▸ DOCUMENT EXTRACT
^^^^^^^^^^^^^^^^
Parents react differently to their children leaving home. For some it’s a new chance at freedom, but for others it’s a lonely time of uncertainty and loss. Here’s how to deal with this new life phase.

It seems like just the other day that you held your newborn baby in your arms, wondering how on earth you were going to cope with the adjustment of being a parent, and now you’re waving them off as they head out into the big, wide world. The time when your children are wholly dependent on you is fleeting, and for some parents, the transition is hard to bear.

What is empty nest syndrome?

When children leave their homes, parents can go through a period similar to the grieving process. ‘The children have been the focus of the household for 18 or more years, and suddenly that focus is gone,’ explains Johan Lombaard, Clinic Manager at the Life Mental Health Unit at Life Brackenview. ‘Parents no longer have the control they had, and some may develop feelings of anxiety and sadness.’

Anita Human, Unit Manager at the Life Mental Health Unit, Life Poortview, agrees. ‘Empty nest syndrome is not found in the Diagnostic and Statistical Manual of Mental Disorders, so it’s not a diagnosed psychiatric disorder, but rather a psychological phenomenon that manifests during a specific life phase.’

How common is it?

Because an adult child moving out of the house is seen as a healthy step towards independence, many people experiencing empty nest syndrome don’t seek help, so the true magnitude is not documented. ‘It is a bigger occurrence than society is aware of,’ Johan says, and while mothers are most commonly treated, it’s not only they who experience it. ‘With fathers taking on a more active role as primary caregivers, we are seeing more and more men experiencing the symptoms too,’ he explains.

What are the signs?

The change in family dynamics can create negative emotions such as depression, anxiety, emptiness, feelings of loss and loneliness.

‘When parents have a sense of hopelessness or helplessness, or lose interest in daily activities, it is important to seek help,’ says Anita. ‘Other worrying symptoms or warning signs might include turning to negative coping strategies such as alcohol and over-the-counter medication. Other relationships might be affected, and it can lead to marital conflict.’

Ultimately, it’s important to know that the feelings of loss you experience when your grown-up child leaves home are real, and people often underestimate the effect. ‘Try to approach it like any other major life change. Talk about it, be honest about your feelings and get help if your feelings start to disrupt your everyday life,’ says Johan 

Dealing with empty nest syndrome

  • Anticipate that the empty nest stage may happen and prepare well in advance.
  • Take up a hobby.
  • Spend time with friends and family before your child leaves the house to establish healthy behaviour patterns.
  • Talk to friends and family about your feelings of loss and anxiety.
  • Create a schedule with your child, setting out how often they’ll call and when you’ll spend holidays together.
  • Don’t be afraid to seek help.

The information is shared on condition that readers will make their own determination, including seeking advice from a healthcare professional. E&OE. Life Healthcare Group Ltd does not accept any responsibility for any loss or damage suffered by the reader as a result of the information provided.
^^^^^^^^^^^^^^^^
Could you reproduce the passage of the article on empty nest syndrome starting with "Ultimately, it’s important" and going on through "healthy behaviour patterns.", word for word?
^^^^^^^^^^^^^^^^
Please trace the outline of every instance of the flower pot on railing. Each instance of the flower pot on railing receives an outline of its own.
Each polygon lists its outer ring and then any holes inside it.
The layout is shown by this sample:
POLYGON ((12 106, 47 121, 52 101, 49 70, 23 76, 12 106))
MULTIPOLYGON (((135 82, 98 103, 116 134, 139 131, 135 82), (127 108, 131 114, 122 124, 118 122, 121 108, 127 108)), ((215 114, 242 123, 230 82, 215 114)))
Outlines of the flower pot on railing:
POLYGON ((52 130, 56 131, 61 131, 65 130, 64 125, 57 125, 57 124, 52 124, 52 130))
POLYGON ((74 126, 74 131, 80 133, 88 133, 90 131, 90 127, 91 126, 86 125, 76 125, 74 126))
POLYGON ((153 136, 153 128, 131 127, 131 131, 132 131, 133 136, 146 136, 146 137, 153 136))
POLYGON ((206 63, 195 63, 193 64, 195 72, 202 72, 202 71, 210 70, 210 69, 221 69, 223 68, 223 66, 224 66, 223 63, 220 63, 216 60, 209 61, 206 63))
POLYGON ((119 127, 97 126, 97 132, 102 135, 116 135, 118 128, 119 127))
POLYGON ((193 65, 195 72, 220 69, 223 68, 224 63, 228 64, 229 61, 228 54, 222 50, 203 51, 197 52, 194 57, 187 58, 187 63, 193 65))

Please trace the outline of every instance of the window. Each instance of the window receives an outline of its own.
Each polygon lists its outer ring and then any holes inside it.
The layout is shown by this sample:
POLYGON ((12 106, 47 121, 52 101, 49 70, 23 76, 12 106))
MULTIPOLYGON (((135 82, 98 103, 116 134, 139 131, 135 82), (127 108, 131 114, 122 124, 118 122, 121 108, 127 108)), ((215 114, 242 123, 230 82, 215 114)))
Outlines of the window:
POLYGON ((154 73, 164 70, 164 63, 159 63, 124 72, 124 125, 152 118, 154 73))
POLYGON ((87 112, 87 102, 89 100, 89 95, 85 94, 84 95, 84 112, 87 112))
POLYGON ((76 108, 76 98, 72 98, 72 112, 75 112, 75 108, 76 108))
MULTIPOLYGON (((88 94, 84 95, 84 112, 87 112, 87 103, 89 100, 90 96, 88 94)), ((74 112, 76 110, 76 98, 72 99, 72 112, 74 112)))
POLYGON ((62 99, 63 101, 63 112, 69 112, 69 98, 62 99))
^^^^^^^^^^^^^^^^
▸ WRITTEN ANSWER
Ultimately, it’s important to know that the feelings of loss you experience when your grown-up child leaves home are real, and people often underestimate the effect. ‘Try to approach it like any other major life change. Talk about it, be honest about your feelings and get help if your feelings start to disrupt your everyday life,’ says Johan 

Dealing with empty nest syndrome

  • Anticipate that the empty nest stage may happen and prepare well in advance.
  • Take up a hobby.
  • Spend time with friends and family before your child leaves the house to establish healthy behaviour patterns.